- _Directions for this task_
May I please have every record restated word for word, with the images left out?

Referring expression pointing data
↓

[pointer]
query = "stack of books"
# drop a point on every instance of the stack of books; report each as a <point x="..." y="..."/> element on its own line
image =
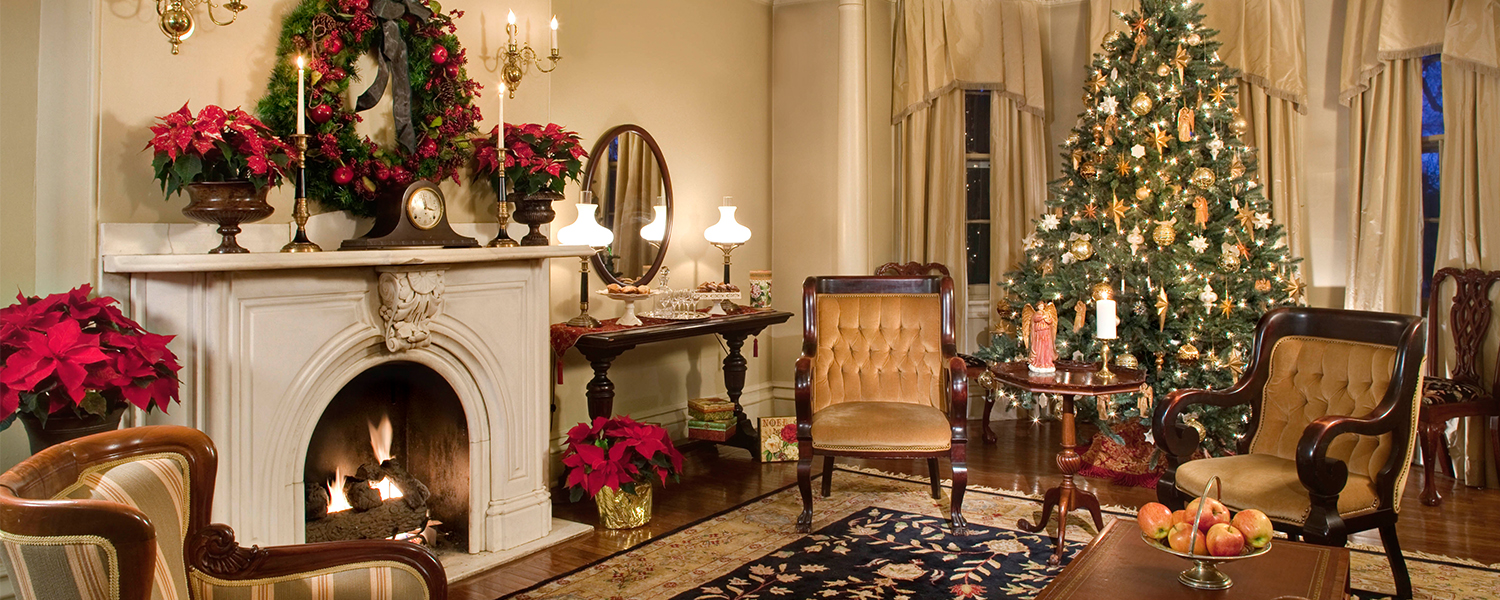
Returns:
<point x="711" y="419"/>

↑

- _Exercise result_
[pointer]
query = "stack of books"
# drop a point on every instance of the stack of books; report each as a <point x="..." y="..."/> element on its own line
image =
Returns:
<point x="711" y="419"/>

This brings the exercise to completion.